Poi c’è anche una “risposta lunga”, che è quella data dai tantissimi studi degli ultimi decenni, che non hanno mai scoperto un bel nulla. Nonostante qualche voce isolata qua e là (d’altra parte, ci sono anche i medici no-vax) dal punto di vista della scienza il caso è chiuso da tempo: il miglioramento genetico è assolto con formula piena. Con qualsiasi fra le tante tecniche a disposizione sia stato fatto. L’Unione Europea ha di fatto messo al bando gli OGM per motivi politici, e contro il parere scientifico della sua stessa agenzia per la sicurezza alimentare. 

Il che fa sorgere inevitabile una domanda: possiamo ascoltare gli scienziati uno giorno sì e l’altro no? Sì, quando ci assicurano della realtà dei cambiamenti climatici, o dell’efficacia e sicurezza dei vaccini, e no quando ci dicono che possiamo coltivare e mangiare in tutta tranquillità le piante geneticamente modificate (pardon, migliorate)?

Voci di dati memorizzate:
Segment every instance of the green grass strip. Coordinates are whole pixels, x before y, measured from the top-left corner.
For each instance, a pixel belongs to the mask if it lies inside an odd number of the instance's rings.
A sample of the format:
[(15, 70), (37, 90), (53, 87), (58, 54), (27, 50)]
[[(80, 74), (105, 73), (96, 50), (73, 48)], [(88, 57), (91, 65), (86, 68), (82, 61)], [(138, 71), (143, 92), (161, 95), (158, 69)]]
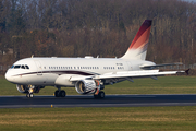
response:
[[(196, 94), (196, 76), (160, 76), (158, 80), (135, 79), (105, 87), (106, 94)], [(35, 95), (53, 95), (57, 88), (46, 86)], [(77, 95), (74, 87), (62, 87), (68, 95)], [(24, 95), (17, 92), (15, 84), (0, 76), (0, 95)]]
[(0, 130), (196, 129), (196, 107), (17, 108), (0, 109)]

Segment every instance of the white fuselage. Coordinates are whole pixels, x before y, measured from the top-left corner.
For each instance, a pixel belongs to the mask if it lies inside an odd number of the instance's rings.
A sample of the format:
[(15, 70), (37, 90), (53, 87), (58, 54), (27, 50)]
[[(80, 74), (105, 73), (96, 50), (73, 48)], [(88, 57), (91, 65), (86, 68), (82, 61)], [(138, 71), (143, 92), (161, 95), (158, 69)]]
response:
[[(115, 58), (26, 58), (16, 61), (5, 73), (8, 81), (23, 85), (58, 86), (57, 79), (63, 75), (63, 85), (74, 86), (72, 76), (100, 75), (120, 71), (142, 70), (139, 66), (154, 62)], [(16, 68), (14, 68), (16, 66)], [(21, 68), (28, 66), (27, 68)], [(20, 68), (19, 68), (20, 67)]]

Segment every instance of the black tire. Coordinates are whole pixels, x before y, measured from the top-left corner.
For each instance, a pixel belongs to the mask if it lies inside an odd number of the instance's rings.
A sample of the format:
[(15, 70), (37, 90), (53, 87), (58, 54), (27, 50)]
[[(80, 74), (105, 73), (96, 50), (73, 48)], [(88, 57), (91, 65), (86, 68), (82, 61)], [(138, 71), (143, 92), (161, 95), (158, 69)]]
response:
[(33, 93), (28, 93), (28, 94), (26, 94), (26, 97), (27, 97), (27, 98), (33, 98), (33, 97), (34, 97), (34, 94), (33, 94)]
[(98, 96), (99, 96), (99, 98), (105, 98), (105, 92), (100, 91)]
[(61, 91), (61, 92), (60, 92), (60, 97), (65, 97), (65, 96), (66, 96), (65, 91)]

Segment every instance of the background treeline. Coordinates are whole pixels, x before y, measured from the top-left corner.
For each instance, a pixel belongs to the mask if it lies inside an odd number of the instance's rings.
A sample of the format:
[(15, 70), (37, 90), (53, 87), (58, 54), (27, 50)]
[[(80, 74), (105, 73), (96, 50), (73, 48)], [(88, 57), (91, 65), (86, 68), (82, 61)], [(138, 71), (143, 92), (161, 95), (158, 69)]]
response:
[(152, 19), (147, 59), (196, 62), (196, 3), (180, 0), (0, 0), (0, 64), (30, 57), (121, 57)]

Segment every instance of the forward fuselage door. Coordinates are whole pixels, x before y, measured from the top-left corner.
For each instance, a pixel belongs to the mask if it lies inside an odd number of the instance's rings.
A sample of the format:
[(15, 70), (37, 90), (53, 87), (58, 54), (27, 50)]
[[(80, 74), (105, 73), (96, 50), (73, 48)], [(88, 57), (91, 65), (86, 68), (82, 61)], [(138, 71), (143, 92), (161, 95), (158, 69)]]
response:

COSA SI CHIEDE:
- 1) Nel brano sul miglioramento genetico, per quali motivi l'Unione Europea ha messo al bando gli OGM?
- 2) Traduci in inglese questa frase del brano sul miglioramento genetico: "L’Unione Europea ha di fatto messo al bando gli OGM per motivi politici, e contro il parere scientifico della sua stessa agenzia per la sicurezza alimentare."
- 3) Scrivi il seguito del brano sul miglioramento genetico delle piante, partendo dopo la sua ultima domanda.
Le righe sono materiale a sé, distinto dal brano.

RISPOSTE:
- 1) Per motivi politici, contro il parere scientifico della sua stessa agenzia per la sicurezza alimentare.

- 2) The European Union has in effect banned GMOs for political reasons, and against the scientific opinion of its own food safety agency.

- 3)
Insomma, dopo quasi quarant’anni di discussioni, e trenta di OGM prodotti e mangiati in mezzo mondo senza provocare neppure un mal di pancia, forse è il caso metterci una pietra sopra. Come diciamo a Roma in questi casi, è finita a guera!

Le nuove biotecnologie e il sesso degli angeli

E invece a guera non è finita. 

La discussione appena ricominciata riguarda una tecnica nuova, sviluppata da Emmanuelle Charpentier e Jennifer Doudna, le due scienziate che hanno avuto il premio Nobel. Il genome editing permette di editare il DNA di qualsiasi organismo, cioè di aggiungere, togliere o sostituire singole basi o intere sequenze di DNA, come si fa con lettere e parole in un programma di scrittura per computer. 

La prima grande novità è che non dobbiamo più fare affidamento sul caso: possiamo creare direttamente noi i pezzi di DNA che servono alla pianta per produrre di più, resistere ai parassiti, o avere un gusto migliore. Come se ci potessimo stampare da soli il biglietto vincente della lotteria.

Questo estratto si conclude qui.